▸ Objetivo: Extrae del material siguiente cada línea que contenga la cadena "leaf".

▸ Datos proporcionados:
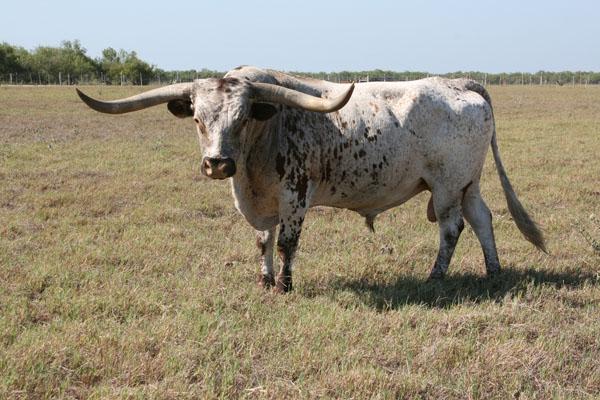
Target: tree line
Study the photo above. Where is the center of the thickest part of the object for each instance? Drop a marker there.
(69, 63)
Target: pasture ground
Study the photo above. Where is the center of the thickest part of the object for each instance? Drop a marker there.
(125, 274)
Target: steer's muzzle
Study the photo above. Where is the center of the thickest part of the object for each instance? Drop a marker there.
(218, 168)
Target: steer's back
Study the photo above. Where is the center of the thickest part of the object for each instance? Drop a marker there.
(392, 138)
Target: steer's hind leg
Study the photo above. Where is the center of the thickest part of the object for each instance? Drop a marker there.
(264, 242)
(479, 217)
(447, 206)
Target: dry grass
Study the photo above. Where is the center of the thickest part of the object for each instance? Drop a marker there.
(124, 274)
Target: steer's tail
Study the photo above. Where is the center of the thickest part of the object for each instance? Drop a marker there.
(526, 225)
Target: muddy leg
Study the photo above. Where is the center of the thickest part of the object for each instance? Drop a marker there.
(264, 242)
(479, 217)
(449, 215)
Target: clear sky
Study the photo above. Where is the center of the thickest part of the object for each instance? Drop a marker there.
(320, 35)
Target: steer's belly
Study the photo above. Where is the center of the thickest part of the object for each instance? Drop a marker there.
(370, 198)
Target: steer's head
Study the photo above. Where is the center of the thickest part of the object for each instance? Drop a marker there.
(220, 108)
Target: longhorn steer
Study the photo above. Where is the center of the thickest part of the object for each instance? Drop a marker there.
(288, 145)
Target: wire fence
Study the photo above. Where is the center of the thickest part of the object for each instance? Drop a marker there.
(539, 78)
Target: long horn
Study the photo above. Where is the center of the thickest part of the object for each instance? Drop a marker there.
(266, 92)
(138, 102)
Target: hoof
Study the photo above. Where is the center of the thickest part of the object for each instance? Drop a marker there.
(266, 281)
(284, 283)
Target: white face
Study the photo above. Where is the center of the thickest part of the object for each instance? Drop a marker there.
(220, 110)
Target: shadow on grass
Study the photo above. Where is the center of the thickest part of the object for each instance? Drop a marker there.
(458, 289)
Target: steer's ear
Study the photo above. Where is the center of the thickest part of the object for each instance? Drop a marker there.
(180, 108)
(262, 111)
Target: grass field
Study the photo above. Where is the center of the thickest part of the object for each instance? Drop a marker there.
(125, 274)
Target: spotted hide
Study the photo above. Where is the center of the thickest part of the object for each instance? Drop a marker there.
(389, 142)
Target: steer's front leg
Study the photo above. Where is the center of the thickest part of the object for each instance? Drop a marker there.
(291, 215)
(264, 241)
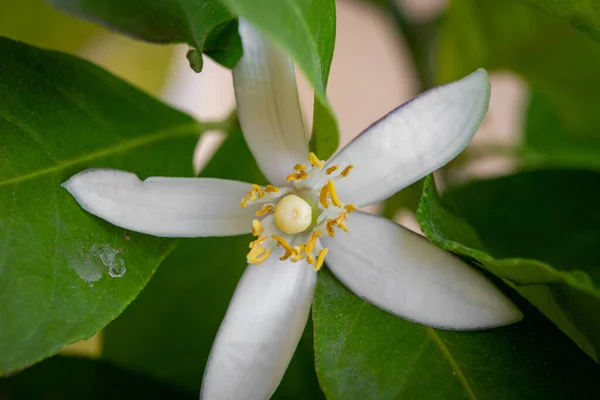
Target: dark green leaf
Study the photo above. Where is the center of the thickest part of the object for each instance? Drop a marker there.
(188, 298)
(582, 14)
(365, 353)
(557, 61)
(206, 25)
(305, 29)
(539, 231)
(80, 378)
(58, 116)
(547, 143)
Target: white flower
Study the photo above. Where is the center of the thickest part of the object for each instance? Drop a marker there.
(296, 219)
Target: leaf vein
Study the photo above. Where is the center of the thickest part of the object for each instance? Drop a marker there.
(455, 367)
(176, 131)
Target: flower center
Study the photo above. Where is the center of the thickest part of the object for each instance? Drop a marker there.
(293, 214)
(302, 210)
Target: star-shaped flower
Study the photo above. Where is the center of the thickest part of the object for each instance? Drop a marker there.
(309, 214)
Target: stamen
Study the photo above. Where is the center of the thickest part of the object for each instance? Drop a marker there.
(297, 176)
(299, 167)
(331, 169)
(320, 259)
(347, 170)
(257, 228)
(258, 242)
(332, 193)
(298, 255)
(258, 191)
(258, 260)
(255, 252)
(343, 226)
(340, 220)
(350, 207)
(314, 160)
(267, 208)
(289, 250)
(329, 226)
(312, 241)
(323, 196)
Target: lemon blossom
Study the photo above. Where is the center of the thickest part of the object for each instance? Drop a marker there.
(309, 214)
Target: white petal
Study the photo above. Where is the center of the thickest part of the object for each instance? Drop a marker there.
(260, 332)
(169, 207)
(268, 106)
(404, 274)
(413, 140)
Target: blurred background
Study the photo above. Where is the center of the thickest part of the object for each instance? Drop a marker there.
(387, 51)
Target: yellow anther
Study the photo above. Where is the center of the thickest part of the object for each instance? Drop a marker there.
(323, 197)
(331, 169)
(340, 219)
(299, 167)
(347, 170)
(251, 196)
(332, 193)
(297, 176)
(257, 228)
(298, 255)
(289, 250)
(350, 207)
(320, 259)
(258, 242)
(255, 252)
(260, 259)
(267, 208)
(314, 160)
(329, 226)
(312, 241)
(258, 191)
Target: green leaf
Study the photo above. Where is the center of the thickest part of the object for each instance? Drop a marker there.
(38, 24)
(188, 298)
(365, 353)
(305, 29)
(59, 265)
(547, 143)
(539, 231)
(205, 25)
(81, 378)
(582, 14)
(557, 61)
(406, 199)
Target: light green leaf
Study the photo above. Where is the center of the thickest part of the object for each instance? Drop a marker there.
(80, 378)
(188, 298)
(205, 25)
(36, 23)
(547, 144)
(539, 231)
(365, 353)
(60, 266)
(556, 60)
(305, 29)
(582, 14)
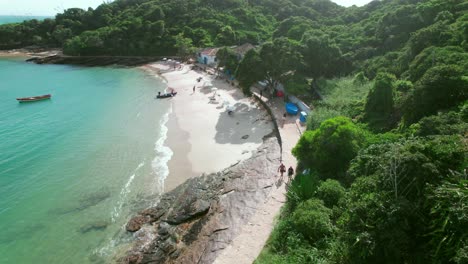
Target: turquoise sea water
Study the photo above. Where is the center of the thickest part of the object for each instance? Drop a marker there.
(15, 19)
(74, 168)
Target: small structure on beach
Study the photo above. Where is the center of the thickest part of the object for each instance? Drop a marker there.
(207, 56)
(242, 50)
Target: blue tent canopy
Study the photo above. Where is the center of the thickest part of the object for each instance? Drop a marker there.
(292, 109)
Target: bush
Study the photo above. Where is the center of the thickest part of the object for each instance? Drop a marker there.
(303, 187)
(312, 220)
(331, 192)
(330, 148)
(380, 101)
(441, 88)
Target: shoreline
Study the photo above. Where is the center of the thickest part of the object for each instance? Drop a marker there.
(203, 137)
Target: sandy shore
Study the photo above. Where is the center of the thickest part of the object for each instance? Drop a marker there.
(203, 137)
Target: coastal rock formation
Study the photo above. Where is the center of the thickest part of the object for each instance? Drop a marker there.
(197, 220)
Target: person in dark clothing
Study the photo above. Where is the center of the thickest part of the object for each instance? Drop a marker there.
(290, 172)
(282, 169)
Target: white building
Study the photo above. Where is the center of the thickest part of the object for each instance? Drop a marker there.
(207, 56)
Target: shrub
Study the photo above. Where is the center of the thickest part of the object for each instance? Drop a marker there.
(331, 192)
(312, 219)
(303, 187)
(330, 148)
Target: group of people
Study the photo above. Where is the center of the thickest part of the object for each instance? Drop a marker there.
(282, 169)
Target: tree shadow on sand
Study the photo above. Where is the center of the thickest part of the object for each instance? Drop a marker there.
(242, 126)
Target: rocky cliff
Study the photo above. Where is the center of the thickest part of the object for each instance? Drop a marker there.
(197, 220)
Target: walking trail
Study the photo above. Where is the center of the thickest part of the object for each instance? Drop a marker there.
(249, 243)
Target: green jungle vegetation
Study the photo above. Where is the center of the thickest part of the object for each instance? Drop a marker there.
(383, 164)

...

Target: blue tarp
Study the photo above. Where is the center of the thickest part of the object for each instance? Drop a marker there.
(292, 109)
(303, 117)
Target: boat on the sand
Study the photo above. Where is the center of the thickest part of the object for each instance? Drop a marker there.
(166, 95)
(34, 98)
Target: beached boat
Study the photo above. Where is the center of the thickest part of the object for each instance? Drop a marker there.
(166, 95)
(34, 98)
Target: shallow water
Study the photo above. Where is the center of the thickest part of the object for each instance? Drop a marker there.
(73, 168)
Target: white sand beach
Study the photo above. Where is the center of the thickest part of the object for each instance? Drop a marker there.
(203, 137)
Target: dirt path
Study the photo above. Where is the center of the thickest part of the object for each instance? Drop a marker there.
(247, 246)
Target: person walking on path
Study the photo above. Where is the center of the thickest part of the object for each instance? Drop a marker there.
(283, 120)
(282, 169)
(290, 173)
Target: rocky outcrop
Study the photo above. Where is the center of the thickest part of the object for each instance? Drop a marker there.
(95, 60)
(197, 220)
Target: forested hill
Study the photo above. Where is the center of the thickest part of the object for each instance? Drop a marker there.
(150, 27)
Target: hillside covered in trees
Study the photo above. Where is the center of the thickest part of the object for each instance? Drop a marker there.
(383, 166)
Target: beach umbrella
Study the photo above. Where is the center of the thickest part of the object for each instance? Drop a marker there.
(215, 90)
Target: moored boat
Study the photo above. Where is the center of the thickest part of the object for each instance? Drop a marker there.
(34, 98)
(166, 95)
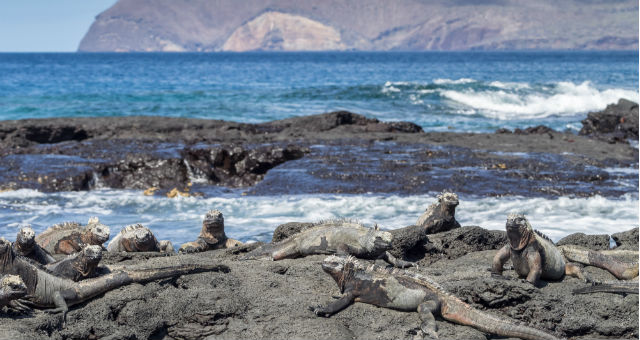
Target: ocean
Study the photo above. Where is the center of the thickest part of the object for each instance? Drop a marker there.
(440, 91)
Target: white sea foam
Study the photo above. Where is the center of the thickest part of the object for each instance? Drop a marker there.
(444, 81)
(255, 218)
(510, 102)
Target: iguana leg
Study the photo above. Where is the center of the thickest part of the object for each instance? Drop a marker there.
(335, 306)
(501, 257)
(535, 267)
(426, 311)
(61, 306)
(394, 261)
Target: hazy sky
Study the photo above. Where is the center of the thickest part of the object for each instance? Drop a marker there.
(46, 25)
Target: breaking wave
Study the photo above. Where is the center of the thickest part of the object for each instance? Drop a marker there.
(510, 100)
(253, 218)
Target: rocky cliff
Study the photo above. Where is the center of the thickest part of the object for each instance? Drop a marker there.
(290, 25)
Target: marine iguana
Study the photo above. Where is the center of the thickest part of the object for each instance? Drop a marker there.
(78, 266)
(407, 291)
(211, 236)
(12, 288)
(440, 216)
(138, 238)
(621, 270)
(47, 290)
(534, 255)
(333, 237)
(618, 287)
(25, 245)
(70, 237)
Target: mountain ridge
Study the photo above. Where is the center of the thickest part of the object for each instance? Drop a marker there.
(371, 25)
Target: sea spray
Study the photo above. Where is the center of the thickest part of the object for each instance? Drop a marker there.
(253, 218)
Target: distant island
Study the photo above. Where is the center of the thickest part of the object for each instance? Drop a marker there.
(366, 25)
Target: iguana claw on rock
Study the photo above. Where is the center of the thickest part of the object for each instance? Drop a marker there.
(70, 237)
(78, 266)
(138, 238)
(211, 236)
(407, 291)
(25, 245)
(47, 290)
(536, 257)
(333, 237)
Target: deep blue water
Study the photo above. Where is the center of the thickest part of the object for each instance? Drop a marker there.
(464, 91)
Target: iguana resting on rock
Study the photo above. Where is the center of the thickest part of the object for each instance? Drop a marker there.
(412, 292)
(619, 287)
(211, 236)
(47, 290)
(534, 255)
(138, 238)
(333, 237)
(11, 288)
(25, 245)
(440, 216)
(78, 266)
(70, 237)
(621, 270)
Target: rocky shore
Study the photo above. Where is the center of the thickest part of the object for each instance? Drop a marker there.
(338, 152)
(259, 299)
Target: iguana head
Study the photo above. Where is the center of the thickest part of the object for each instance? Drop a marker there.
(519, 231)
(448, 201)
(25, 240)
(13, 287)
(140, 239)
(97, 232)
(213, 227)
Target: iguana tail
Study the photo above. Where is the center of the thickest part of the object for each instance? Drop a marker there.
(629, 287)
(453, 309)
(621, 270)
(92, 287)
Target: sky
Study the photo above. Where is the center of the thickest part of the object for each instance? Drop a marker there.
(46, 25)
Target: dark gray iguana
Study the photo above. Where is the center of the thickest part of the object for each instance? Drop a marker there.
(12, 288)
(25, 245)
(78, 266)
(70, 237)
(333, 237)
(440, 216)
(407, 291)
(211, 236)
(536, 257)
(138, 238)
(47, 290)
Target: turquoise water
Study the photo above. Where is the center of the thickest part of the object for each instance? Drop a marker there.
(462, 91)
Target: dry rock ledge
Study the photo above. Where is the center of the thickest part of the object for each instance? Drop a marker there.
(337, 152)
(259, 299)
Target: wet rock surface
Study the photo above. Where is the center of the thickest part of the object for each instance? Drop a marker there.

▸ Resultado:
Target: dark green leaf
Target: leaf vein
Target: green leaf
Target: light green leaf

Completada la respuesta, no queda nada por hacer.